Then again, Trump never thought of himself as the steward of a sovereign nation. In speeches, he very often confused the words "country" and "company." As the CEO, he assumed that his golden parachute would protect him into perpetuity, or at least until such time as he could claw his way back from enforced retirement to 1600 Pennsylvania Avenue.

But back to the indictment, coming so quickly on the heels of the Stormy Daniels court proceeding in New York and the civil liability verdict for libeling and lying about his department store rape victim. It seems obvious that despite its legal merit under the all-purpose Espionage Act. this prosecution right on the very cusp of Decision '24 is politically motivated. The Espionage Act itself was enacted out of pure political paranoia during World War I. It was  aimed not so much at the German spies allegedly infiltrating the United States, but against the thousands of  American citizens who were critical of Woodrow Wilson's entry into the war. The law's most famous victim was labor leader Eugene Debs, who spent 10 years in jail for very obliquely criticizing US foreign policy in a speech at Madison Square Garden. The very sweeping generalities implicit in the Espionage Act are precisely why it remains enshrined in law right up to the present time. The neocon, neoliberal thugs of the permanent ruling order are using the judicial system to force Trump out of the presidential race, whether he does it willingly or not. There's a reason they're going after him on document theft rather than for instigating an electoral coup.  Indicting Trump for the January 6 riot, or insurrection, or whatever you want to call it would implicate the entire ruling order itself, including the military establishment which sat on its heels for hours as the mob roamed the capitol in, let's be honest, a rather lackadaisical manner.

**Provided data**
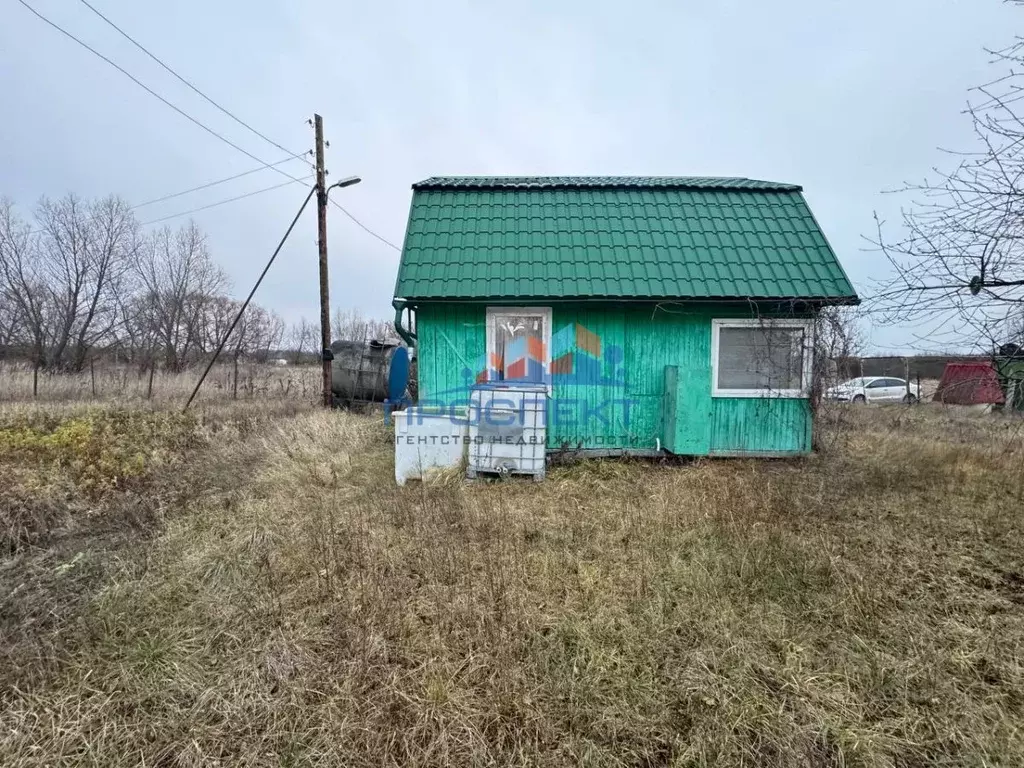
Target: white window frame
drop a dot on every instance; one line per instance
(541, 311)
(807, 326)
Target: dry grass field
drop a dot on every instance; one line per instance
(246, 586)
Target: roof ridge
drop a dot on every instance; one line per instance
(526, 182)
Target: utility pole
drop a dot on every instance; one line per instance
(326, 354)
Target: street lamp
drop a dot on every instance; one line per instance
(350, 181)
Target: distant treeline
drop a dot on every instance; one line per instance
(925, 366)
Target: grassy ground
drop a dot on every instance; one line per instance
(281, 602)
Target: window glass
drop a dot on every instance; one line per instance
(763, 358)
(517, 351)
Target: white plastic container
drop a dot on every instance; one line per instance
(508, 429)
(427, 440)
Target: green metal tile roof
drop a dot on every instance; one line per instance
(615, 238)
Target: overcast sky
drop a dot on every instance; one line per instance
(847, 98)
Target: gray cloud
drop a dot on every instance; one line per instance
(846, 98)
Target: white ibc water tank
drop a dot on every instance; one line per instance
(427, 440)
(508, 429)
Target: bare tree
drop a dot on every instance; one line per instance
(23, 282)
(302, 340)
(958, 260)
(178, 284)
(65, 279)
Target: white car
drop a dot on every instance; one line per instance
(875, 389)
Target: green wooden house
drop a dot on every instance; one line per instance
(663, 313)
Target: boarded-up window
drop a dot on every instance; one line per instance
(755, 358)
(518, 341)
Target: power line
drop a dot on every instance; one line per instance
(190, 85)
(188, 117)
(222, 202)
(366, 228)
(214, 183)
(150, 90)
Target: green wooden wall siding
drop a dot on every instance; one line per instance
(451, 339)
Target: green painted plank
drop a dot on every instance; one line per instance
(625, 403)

**Questions**
- a) From the commentary on the Trump indictment, translate this sentence into Spanish: "The Espionage Act itself was enacted out of pure political paranoia during World War I."
- b) Answer these questions using the commentary on the Trump indictment:
(i) Which two words did Trump very often confuse in his speeches?
(ii) Who was the Espionage Act's most famous victim, and how long did he spend in jail?
(iii) Where did he give the speech that led to his imprisonment?
- c) Carry on the commentary on the Trump indictment from its final sentence, keeping its tone and argument.

**Answers in order**
- a) La propia Ley de Espionaje se promulgó por pura paranoia política durante la Primera Guerra Mundial.

- b)
(i) "Country" and "company."
(ii) Labor leader Eugene Debs, who spent 10 years in jail.
(iii) At Madison Square Garden.

- c)
Trump might even be considered a sympathetic victim were it not for the fact that he himself had embraced the Espionage Act in the indictment of Wikileaks' Julian Assange. So no, we shouldn't feel sorry for him at all. This is a guy who can't even assemble a new team of lawyers let alone score a butler who's smarter than he is.

To the great disappointment of the New York Times, his fans didn't even follow through with the dire expert forecasts of violent riots in front of the Miami courthouse once he was booked and fingerprinted. The arrest of Trump sadly didn't segue into a full-scale fascist revolution, which would have justified even more surveillance and targeting of regular people.

As the Gray Lady ruefully reported, 

Twice in recent months, allies of former President Donald J. Trump have used violent language to criticize the criminal charges brought against him, calling for vengeance and encouraging Mr. Trump’s supporters to respond to the indictments as though they were acts of war.

Both times — first in April in Manhattan and then on Tuesday in Miami — police and civic leaders raised concerns that the angry rhetoric could lead to violent protests when Mr. Trump appeared in court. Both times, in both cities, the crowds that actually showed up for Mr. Trump were relatively tame and fairly small.

These regular people who've shockingly taken to using speech as a deadly weapon and a threat to the ruling order  not only include Trump supporters, they include challengers to the Democratic Party from the left,  including Cornel West and, to a lesser extent, Robert Kennedy Jr. Why else would the centrists of establishment media and the duopoly always make a point of falsely accusing the left of forging unholy alliances with the right? It's really bottom-up resistance that they fear and despise, and which they cynically accuse of being "violent."

Speech itself (First Amendment be damned) is under attack by a new breed of reactionary, repressive liberal. Their more frequent use of the term "violent speech" is ominous because it implies that words themselves might end up getting criminalized. This is, after all, exactly how the grotesquely still-extant Espionage Act was first used against dissidents and critics more than a century ago.